_DOCUMENT SECTION_.
※

Surprise! You Can Get More Done When You Nap
It might surprise you to know that taking a catnap during the day is actually a good idea.
Daytime rest has been shown to improve health, mood, efficiency and even job satisfaction.
Sleep experts say that naps are not just physically restorative, but also good for perception, motor skills, information retention, reaction time and alertness.
There is plenty of medical evidence to back up these assertions.
Researchers at the University of California, Berkeley, confirmed that napping can improve the brain’s ability to retain information, especially after sleep deprivation.
A study done at the University of Haifa in Israel showed that naps helped accelerate long-term memory consolidation.
James Maas, a sleep expert and social psychologist, who coined the term “power nap,” points out that napping has long-term benefits too.
Regular napping can reduce the risk of cardiovascular disease, including stroke and heart attacks.

※

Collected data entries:
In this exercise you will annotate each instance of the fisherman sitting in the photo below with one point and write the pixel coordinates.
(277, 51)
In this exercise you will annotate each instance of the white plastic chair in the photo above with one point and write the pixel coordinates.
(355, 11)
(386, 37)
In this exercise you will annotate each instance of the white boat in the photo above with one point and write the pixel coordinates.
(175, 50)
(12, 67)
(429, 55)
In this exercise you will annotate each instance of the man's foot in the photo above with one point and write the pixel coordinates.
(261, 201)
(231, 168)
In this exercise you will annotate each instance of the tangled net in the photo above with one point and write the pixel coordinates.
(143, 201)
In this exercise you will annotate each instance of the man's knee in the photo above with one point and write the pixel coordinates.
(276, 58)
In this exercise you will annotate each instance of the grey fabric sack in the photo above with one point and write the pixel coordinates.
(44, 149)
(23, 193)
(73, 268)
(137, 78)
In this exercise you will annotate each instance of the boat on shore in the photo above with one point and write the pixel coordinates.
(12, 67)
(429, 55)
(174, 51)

※

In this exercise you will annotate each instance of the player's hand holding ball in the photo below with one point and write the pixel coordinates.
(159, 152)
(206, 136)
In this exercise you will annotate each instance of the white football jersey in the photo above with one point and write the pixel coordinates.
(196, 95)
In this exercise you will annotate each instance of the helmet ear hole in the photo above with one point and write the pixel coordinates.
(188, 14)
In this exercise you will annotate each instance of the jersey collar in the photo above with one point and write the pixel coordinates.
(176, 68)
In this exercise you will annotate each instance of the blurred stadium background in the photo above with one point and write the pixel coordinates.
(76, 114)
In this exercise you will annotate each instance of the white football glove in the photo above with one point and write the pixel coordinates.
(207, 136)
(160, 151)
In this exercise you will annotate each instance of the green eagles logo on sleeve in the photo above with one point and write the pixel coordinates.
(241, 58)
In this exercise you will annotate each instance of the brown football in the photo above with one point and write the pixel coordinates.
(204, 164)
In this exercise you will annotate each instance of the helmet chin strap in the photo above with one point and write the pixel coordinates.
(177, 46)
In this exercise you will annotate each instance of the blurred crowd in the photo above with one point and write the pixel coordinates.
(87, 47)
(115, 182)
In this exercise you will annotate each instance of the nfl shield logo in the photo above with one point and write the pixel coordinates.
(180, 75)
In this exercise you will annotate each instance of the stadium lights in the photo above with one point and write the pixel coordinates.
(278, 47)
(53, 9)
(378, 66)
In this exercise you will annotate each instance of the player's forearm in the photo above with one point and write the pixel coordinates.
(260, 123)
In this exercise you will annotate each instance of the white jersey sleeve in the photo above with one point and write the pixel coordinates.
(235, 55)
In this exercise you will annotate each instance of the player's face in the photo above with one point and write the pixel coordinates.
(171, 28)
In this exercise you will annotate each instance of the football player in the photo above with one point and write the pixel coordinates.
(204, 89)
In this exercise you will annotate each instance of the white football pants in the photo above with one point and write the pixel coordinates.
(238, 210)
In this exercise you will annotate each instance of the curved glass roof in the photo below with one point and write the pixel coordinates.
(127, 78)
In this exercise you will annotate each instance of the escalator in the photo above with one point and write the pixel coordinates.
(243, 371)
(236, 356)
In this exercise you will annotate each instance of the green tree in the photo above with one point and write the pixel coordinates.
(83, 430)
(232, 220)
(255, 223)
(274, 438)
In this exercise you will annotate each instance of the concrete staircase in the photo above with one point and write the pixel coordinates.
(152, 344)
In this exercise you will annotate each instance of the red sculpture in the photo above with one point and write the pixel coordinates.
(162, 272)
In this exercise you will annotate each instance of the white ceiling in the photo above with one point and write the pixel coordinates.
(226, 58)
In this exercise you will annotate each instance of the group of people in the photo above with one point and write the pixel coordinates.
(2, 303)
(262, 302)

※

_PARTS OF THE EXERCISE_.
(a) Can you reproduce the napping article above, word for word, starting at "Sleep experts say" and running down through "long-term memory consolidation."?
(b) Could you carry on the napping article above from its last sentence?

_ANSWERS TO THE EXERCISES_.
(a)
Sleep experts say that naps are not just physically restorative, but also good for perception, motor skills, information retention, reaction time and alertness.
There is plenty of medical evidence to back up these assertions.
Researchers at the University of California, Berkeley, confirmed that napping can improve the brain’s ability to retain information, especially after sleep deprivation.
A study done at the University of Haifa in Israel showed that naps helped accelerate long-term memory consolidation.

(b)
The best time for a catnap is between 1 and 3 p.m., or about eight hours after waking. Often at this time, the body feels drowsy and craves a rest.
The ideal length for a workplace nap is about 15 to 30 minutes. If longer, you may fall into a deeper stage of sleep and wake up feeling loopy.
Also, longer naps can make it difficult to fall asleep at night.
Employers are realizing that sleep is an important pillar of workplace well-being and productivity.
Exhaustion, overwork and stress can lead to negligent mistakes, low morale and high absenteeism.
Some progressive organizations, such as Google, even provide napping pods and renewal rooms for employees.